REQUIREMENT - Rewrite the listing below with every "marker" changed to "pin", keeping everything else the same.

EXERCISE INPUT -

▼▼▼

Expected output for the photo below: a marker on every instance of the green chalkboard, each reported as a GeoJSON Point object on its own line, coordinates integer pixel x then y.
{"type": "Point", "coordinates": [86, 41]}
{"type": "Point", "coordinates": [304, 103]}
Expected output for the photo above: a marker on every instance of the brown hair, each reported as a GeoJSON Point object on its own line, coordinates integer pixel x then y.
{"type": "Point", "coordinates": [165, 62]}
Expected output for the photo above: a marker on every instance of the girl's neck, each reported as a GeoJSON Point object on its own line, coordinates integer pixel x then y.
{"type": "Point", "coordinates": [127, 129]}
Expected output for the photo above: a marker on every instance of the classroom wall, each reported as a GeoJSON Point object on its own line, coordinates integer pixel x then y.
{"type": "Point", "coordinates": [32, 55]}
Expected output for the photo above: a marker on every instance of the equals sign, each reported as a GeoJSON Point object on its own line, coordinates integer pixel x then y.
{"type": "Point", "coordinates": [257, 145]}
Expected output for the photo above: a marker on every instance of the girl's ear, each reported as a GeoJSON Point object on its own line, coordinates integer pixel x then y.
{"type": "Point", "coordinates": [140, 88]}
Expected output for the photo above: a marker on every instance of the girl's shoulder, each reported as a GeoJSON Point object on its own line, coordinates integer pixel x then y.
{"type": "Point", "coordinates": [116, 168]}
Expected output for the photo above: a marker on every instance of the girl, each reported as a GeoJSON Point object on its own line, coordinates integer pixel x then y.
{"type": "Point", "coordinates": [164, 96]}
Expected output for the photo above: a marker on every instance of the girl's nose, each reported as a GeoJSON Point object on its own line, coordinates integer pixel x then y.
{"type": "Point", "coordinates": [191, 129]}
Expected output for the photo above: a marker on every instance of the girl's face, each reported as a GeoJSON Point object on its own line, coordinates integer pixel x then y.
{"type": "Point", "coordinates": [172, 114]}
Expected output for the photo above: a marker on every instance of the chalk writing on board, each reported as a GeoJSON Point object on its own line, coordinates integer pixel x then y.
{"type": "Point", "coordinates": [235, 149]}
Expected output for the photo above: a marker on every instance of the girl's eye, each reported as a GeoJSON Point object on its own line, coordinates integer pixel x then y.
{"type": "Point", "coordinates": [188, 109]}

▲▲▲

OUTPUT BELOW -
Expected output for the photo below: a pin on every instance of the green chalkboard, each reported as a GeoJSON Point object on its own line, coordinates integer pixel x then y.
{"type": "Point", "coordinates": [86, 41]}
{"type": "Point", "coordinates": [304, 103]}
Expected output for the photo above: a pin on every instance of the brown hair, each reported as a GeoJSON Point object on its own line, coordinates integer pixel x then y.
{"type": "Point", "coordinates": [165, 62]}
Expected output for the photo above: a pin on every instance of the girl's neck, each reported as a GeoJSON Point object on its own line, coordinates integer pixel x then y.
{"type": "Point", "coordinates": [127, 129]}
Expected output for the photo above: a pin on every instance of the classroom wall, each reported as a GeoJSON Point object on its own line, coordinates integer pixel x then y.
{"type": "Point", "coordinates": [32, 55]}
Expected output for the photo above: a pin on every instance of the equals sign, each reported as a GeoJSON Point object on its own line, coordinates integer pixel x then y.
{"type": "Point", "coordinates": [257, 145]}
Expected output for the photo above: a pin on every instance of the girl's ear, each reported as a GeoJSON Point object on its own line, coordinates integer pixel x then y.
{"type": "Point", "coordinates": [140, 88]}
Expected output for the photo above: a pin on every instance of the girl's shoulder, each reported as a GeoJSON Point object on its own line, coordinates integer pixel x then y.
{"type": "Point", "coordinates": [116, 168]}
Expected output for the photo above: a pin on every instance of the girl, each reported as a GeoJSON Point object on its own line, coordinates integer pixel x then y.
{"type": "Point", "coordinates": [164, 96]}
Expected output for the photo above: a pin on every instance of the girl's nose, each reported as a GeoJSON Point object on its own line, coordinates integer pixel x then y.
{"type": "Point", "coordinates": [191, 129]}
Expected output for the photo above: a pin on every instance of the girl's face, each reported as a GeoJSON Point object on its own line, coordinates integer pixel x then y.
{"type": "Point", "coordinates": [172, 114]}
Expected output for the photo above: a pin on every instance of the chalk writing on board, each reported as a GeoJSON Point object on its own line, coordinates integer pixel x then y.
{"type": "Point", "coordinates": [235, 149]}
Expected output for the photo above: a pin on every instance of the girl's eye, each reported as a GeoJSON Point object on its own line, coordinates integer pixel x then y.
{"type": "Point", "coordinates": [188, 109]}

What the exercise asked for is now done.